__Work to do__: Copy out the data below verbatim.

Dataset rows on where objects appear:

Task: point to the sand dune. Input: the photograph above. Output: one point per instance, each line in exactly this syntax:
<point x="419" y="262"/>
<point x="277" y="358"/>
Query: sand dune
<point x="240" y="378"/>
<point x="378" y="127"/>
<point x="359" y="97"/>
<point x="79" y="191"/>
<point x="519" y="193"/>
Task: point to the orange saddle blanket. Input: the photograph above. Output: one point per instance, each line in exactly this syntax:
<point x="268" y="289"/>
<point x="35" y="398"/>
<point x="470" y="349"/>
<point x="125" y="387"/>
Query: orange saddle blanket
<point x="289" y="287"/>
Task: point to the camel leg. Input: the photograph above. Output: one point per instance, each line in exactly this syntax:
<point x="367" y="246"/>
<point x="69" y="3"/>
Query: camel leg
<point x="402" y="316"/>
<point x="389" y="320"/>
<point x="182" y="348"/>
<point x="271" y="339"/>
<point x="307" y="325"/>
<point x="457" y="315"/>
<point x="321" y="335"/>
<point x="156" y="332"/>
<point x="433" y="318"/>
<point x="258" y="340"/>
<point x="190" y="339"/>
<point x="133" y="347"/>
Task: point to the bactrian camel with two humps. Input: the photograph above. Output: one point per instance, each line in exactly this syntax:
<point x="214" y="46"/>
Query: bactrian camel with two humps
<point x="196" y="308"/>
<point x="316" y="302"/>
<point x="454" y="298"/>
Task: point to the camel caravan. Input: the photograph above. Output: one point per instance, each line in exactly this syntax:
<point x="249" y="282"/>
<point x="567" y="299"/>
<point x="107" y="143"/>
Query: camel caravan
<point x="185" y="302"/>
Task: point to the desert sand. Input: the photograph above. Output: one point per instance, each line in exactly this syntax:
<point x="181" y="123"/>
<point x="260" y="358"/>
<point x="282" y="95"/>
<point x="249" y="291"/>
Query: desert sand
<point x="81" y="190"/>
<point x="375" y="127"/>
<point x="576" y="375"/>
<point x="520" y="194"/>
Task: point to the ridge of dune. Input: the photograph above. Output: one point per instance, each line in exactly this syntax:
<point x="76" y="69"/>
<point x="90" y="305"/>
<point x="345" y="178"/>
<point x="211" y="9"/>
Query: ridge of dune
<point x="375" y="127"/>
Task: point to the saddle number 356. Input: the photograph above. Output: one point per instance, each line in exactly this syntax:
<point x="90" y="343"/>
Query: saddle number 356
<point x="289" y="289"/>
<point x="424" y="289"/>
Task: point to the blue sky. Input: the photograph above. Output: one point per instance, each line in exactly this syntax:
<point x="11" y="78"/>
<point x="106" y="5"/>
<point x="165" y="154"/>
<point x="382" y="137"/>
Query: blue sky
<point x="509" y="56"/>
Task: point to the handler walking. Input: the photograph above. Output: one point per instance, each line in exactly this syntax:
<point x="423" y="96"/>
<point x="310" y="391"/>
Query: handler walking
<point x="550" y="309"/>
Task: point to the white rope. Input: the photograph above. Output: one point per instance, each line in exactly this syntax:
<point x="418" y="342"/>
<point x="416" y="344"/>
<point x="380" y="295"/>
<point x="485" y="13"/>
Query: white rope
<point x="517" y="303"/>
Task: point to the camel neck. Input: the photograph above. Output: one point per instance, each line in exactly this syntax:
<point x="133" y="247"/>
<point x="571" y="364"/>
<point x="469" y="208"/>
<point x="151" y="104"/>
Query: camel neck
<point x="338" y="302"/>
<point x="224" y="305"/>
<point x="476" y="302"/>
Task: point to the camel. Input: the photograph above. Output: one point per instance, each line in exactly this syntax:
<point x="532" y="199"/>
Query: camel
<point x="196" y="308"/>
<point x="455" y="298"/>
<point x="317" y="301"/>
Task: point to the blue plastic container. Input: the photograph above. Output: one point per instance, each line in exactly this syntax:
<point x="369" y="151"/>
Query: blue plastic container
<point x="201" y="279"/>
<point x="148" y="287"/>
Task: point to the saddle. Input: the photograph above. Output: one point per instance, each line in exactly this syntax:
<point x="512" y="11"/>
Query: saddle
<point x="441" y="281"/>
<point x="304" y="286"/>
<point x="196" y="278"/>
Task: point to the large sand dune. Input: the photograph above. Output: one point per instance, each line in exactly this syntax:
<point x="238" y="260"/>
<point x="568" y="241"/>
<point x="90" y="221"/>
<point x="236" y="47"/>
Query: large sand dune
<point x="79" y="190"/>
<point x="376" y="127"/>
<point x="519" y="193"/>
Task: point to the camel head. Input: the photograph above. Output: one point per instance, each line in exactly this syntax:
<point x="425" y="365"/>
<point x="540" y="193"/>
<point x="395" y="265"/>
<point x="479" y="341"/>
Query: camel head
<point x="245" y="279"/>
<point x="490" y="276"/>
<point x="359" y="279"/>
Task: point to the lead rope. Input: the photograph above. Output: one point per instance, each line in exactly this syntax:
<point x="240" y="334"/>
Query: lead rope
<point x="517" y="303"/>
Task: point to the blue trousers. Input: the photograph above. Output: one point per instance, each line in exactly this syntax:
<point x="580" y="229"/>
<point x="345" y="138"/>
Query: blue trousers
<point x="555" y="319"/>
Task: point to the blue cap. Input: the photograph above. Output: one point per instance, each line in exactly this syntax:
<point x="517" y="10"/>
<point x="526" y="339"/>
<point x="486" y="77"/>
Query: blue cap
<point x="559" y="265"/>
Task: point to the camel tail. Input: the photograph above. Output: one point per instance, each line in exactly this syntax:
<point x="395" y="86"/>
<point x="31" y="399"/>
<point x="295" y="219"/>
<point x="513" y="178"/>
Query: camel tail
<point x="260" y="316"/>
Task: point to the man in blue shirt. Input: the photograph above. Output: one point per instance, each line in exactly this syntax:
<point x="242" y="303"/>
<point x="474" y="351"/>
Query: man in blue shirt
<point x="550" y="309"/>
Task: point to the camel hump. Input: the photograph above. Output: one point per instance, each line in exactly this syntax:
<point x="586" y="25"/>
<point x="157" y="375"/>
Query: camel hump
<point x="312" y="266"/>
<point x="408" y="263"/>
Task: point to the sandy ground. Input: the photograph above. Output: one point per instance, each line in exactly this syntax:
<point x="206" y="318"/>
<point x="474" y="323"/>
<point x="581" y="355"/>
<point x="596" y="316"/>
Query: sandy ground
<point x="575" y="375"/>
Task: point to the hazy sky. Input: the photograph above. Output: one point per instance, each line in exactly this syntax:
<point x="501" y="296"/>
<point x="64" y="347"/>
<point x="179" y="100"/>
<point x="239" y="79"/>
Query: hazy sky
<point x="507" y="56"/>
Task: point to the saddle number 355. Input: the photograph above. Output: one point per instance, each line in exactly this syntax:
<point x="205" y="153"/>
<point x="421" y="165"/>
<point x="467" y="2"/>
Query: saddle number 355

__Solution to the exercise__:
Task: point to the sand dune. Input: the photograph above. Output: one point per instance, each line in exactly this syntax:
<point x="419" y="262"/>
<point x="277" y="358"/>
Query: sand dune
<point x="240" y="378"/>
<point x="378" y="127"/>
<point x="359" y="97"/>
<point x="79" y="191"/>
<point x="519" y="193"/>
Task: point to the orange saddle blanket. Input: the photograph above. Output: one point per instance, each line in exactly this syntax:
<point x="268" y="289"/>
<point x="35" y="398"/>
<point x="470" y="349"/>
<point x="125" y="387"/>
Query: orange saddle blanket
<point x="289" y="287"/>
Task: point to the camel leg. Input: the photograph above. Output: one point per instance, each line in exactly this syntax:
<point x="367" y="246"/>
<point x="69" y="3"/>
Query: camel leg
<point x="402" y="316"/>
<point x="389" y="320"/>
<point x="182" y="348"/>
<point x="271" y="339"/>
<point x="307" y="325"/>
<point x="457" y="315"/>
<point x="321" y="335"/>
<point x="156" y="332"/>
<point x="433" y="318"/>
<point x="258" y="340"/>
<point x="190" y="339"/>
<point x="133" y="347"/>
Task: point to the bactrian camel with two humps. Input: the photograph above. Output: one point per instance, each line in exactly this syntax:
<point x="214" y="46"/>
Query: bactrian camel with two humps
<point x="196" y="308"/>
<point x="316" y="302"/>
<point x="454" y="298"/>
Task: point to the camel caravan. Input: the photograph above. Output: one point per instance, each line in exactly this syntax:
<point x="249" y="282"/>
<point x="567" y="299"/>
<point x="107" y="143"/>
Query: camel caravan
<point x="185" y="302"/>
Task: point to the desert sand. Input: the photograph above. Output: one point per instance, each line in exactly this syntax:
<point x="181" y="123"/>
<point x="260" y="358"/>
<point x="282" y="95"/>
<point x="249" y="291"/>
Query: desert sand
<point x="81" y="190"/>
<point x="375" y="127"/>
<point x="576" y="375"/>
<point x="520" y="194"/>
Task: point to the ridge of dune. Input: the photograph above. Output: one point per instance, each line in exactly this syntax:
<point x="76" y="69"/>
<point x="90" y="305"/>
<point x="345" y="178"/>
<point x="211" y="9"/>
Query: ridge of dune
<point x="375" y="127"/>
Task: point to the saddle number 356. Input: the photograph above. Output: one point per instance, each line in exactly this syntax:
<point x="90" y="343"/>
Query: saddle number 356
<point x="289" y="289"/>
<point x="424" y="289"/>
Task: point to the blue sky. Input: the photograph above. Output: one point per instance, each line in exactly this syntax:
<point x="11" y="78"/>
<point x="106" y="5"/>
<point x="165" y="154"/>
<point x="382" y="137"/>
Query: blue sky
<point x="509" y="56"/>
Task: point to the handler walking. Input: the photograph above. Output: one point per instance, each line in exactly this syntax:
<point x="423" y="96"/>
<point x="310" y="391"/>
Query: handler walking
<point x="550" y="309"/>
Task: point to the white rope. Input: the photograph above. Output: one point per instance, each line in exactly this syntax:
<point x="418" y="342"/>
<point x="416" y="344"/>
<point x="380" y="295"/>
<point x="485" y="13"/>
Query: white rope
<point x="517" y="303"/>
Task: point to the camel neck. Input: the photograph above. Output: one point per instance, each line in exactly this syntax:
<point x="133" y="247"/>
<point x="571" y="364"/>
<point x="469" y="208"/>
<point x="151" y="104"/>
Query: camel neck
<point x="338" y="302"/>
<point x="224" y="305"/>
<point x="476" y="302"/>
Task: point to the camel. Input: the photograph above. Output: one point per instance, each line in exactly this syntax:
<point x="532" y="199"/>
Query: camel
<point x="196" y="308"/>
<point x="455" y="298"/>
<point x="317" y="301"/>
Task: point to the blue plastic container. Input: the photograph above. Output: one point per instance, each line in exactly this syntax:
<point x="369" y="151"/>
Query: blue plastic container
<point x="201" y="279"/>
<point x="148" y="287"/>
Task: point to the saddle. Input: the photograph above. Output: one point per instance, each line in exactly this syntax:
<point x="512" y="11"/>
Query: saddle
<point x="441" y="281"/>
<point x="304" y="286"/>
<point x="196" y="278"/>
Task: point to the large sand dune. Input: the photograph above. Output: one point per instance, each line in exactly this syntax:
<point x="238" y="260"/>
<point x="568" y="241"/>
<point x="90" y="221"/>
<point x="236" y="47"/>
Query: large sand dune
<point x="79" y="190"/>
<point x="376" y="127"/>
<point x="519" y="193"/>
Task: point to the camel head. Input: the photograph above. Output: one point per instance, each line in exactly this syntax:
<point x="425" y="365"/>
<point x="540" y="193"/>
<point x="395" y="265"/>
<point x="479" y="341"/>
Query: camel head
<point x="245" y="279"/>
<point x="490" y="276"/>
<point x="359" y="279"/>
Task: point to the lead rope. Input: the photograph above. Output: one point per instance, each line in exactly this syntax:
<point x="240" y="334"/>
Query: lead rope
<point x="517" y="303"/>
Task: point to the blue trousers. Input: the photograph above. Output: one point per instance, each line in exactly this syntax:
<point x="580" y="229"/>
<point x="345" y="138"/>
Query: blue trousers
<point x="555" y="319"/>
Task: point to the blue cap. Input: the photograph above. Output: one point per instance, each line in exactly this syntax:
<point x="517" y="10"/>
<point x="526" y="339"/>
<point x="486" y="77"/>
Query: blue cap
<point x="559" y="265"/>
Task: point to the camel tail. Input: the photograph above. Output: one point per instance, each line in exactly this syntax:
<point x="395" y="86"/>
<point x="31" y="399"/>
<point x="295" y="219"/>
<point x="513" y="178"/>
Query: camel tail
<point x="260" y="316"/>
Task: point to the man in blue shirt. Input: the photograph above. Output: one point per instance, each line in exactly this syntax:
<point x="242" y="303"/>
<point x="474" y="351"/>
Query: man in blue shirt
<point x="550" y="309"/>
Task: point to the camel hump. Input: the photograph above. Output: one point per instance, each line in exactly this syntax:
<point x="586" y="25"/>
<point x="157" y="375"/>
Query: camel hump
<point x="312" y="266"/>
<point x="408" y="263"/>
Task: point to the sandy ground. Input: the photograph above. Output: one point per instance, each line in exactly this syntax:
<point x="206" y="318"/>
<point x="474" y="323"/>
<point x="581" y="355"/>
<point x="596" y="316"/>
Query: sandy ground
<point x="575" y="375"/>
Task: point to the hazy sky. Input: the photograph above. Output: one point per instance, each line in exactly this syntax:
<point x="501" y="296"/>
<point x="64" y="347"/>
<point x="179" y="100"/>
<point x="239" y="79"/>
Query: hazy sky
<point x="507" y="56"/>
Task: point to the saddle number 355. Input: the photograph above. Output: one point per instance, each line in exactly this syntax:
<point x="205" y="153"/>
<point x="421" y="165"/>
<point x="467" y="2"/>
Query: saddle number 355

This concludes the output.